Document text =
▬▬▬▬▬▬▬▬▬▬

In the blogs: SALT and wounds

A fresh look at fraud; local tax moves; work propaganda; and other highlights from our favorite tax bloggers.

SALT and wounds

  • TaxProf Blog (http://taxprof.typepad.com/taxprof_blog/): “The Case For (and Against) Surrogate Taxation” examines how the Tax Cuts and Jobs Act significantly revised long-standing rules regarding the tax treatment of many employer-provided in-kind benefits. Instead of including the value of these benefits in the recipients’ taxable income, for the most part the new rules disallow employers a deduction for the cost of providing the affected benefits. Are the components of this legislative scheme — relying on cost of provision as the measure of taxable income and on imposing the nominal tax obligation on providers rather than recipients — distinct policy decisions?
  • Bloomberg Tax (https://pro.bloombergtax.com/news-insights/): Four eastern states have lost a legal challenge to a provision of the 2017 law that limited write-offs for state and local taxes, as a federal judge has thrown out a lawsuit seeking to block the cap.
  • Tax, Society Culture (http://taxpol.blogspot.com/): A new conceptual framework for research into tax fraud? A look at the effectiveness — and the legitimacy — of current approaches to combating tax fraud, bringing new dimensions to previously identified trends in crime control.

▬▬▬▬▬▬▬▬▬▬

Listing for bounding box labeling =
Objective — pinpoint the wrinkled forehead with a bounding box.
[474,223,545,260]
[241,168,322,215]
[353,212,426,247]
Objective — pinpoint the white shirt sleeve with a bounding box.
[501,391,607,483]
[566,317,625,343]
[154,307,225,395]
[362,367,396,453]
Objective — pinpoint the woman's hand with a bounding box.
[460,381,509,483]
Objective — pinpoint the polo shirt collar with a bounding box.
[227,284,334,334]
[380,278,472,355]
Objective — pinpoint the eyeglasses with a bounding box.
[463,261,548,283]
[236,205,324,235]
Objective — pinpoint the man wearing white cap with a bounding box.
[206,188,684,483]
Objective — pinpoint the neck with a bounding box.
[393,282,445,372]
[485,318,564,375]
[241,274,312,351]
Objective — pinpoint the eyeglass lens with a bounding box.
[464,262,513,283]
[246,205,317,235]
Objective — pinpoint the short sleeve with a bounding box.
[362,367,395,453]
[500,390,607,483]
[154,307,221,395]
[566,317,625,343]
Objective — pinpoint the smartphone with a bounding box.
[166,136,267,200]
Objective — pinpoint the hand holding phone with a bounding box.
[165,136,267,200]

▬▬▬▬▬▬▬▬▬▬

Goals =
1. Render the bounding box listing as a Markdown table with columns Row and Line. Cover every line from the start of the listing through the line holding "[246,205,317,235]", inclusive, with one row per line and blank lines omitted.
2. Write the next part of the tax blog roundup, picking up after its final entry.
The tax blog roundup and the bounding box listing are unrelated material.

Expected answers =
1.
| Row | Line |
|---|---|
| 1 | Objective — pinpoint the wrinkled forehead with a bounding box. |
| 2 | [474,223,545,260] |
| 3 | [241,168,322,215] |
| 4 | [353,212,426,247] |
| 5 | Objective — pinpoint the white shirt sleeve with a bounding box. |
| 6 | [501,391,607,483] |
| 7 | [566,317,625,343] |
| 8 | [154,307,225,395] |
| 9 | [362,367,396,453] |
| 10 | Objective — pinpoint the woman's hand with a bounding box. |
| 11 | [460,381,509,483] |
| 12 | Objective — pinpoint the polo shirt collar with a bounding box. |
| 13 | [227,284,334,334] |
| 14 | [380,278,472,355] |
| 15 | Objective — pinpoint the eyeglasses with a bounding box. |
| 16 | [463,261,548,283] |
| 17 | [236,205,324,235] |
| 18 | Objective — pinpoint the man wearing white cap with a bounding box. |
| 19 | [206,188,684,483] |
| 20 | Objective — pinpoint the neck with a bounding box. |
| 21 | [393,282,445,372] |
| 22 | [485,318,564,375] |
| 23 | [241,274,312,351] |
| 24 | Objective — pinpoint the eyeglass lens with a bounding box. |
| 25 | [464,262,513,283] |
| 26 | [246,205,317,235] |

2.
No pain, no gain

All together

  • Tax Vox (https://www.taxpolicycenter.org/taxvox): The California legislature has moved to prohibit local governments from offering certain sales tax incentives to promote economic development and attract businesses. The governor has yet to sign, and critics have argued that such incentives shuffle economic activity from one neighboring city to another and “trap cities in a race to the bottom.” Are critics wrong?
  • Avalara (https://www.avalara.com/us/en/index.html): Baby It’s Cold Up There: Fall’s nexus news, including how Alaska’s local taxing municipalities look to unite to levy sales tax.
  • Tax Foundation (https://taxfoundation.org/blog): The Wisconsin Department of Revenue has released data showing the state’s general fund tax collections for fiscal 2019 were up nearly $1.2 billion from FY 2018, and nearly $703 million higher than anticipated. As noted by Wisconsin Revenue Secretary Peter Barca, much of this collections influx is attributable to a one-time phenomenon in which many businesses, where feasible, postponed earnings from 2017 until 2018 to take advantage of the new, lower federal corporate tax rate under the TCJA — a phenomenon not just in Wisconsin, but across much of the country.
  • Rubin on Tax (http://rubinontax.floridatax.com/): One recent case provides interesting facts and conclusions that should be of interest for those contemplating offshore asset protection trusts.
  • Federal Tax Crimes (http://federaltaxcrimes.blogspot.com/): How a district court confused analysis in approving the magistrate’s report and recommendation imposing a FBAR willful penalty in United States v. Rum.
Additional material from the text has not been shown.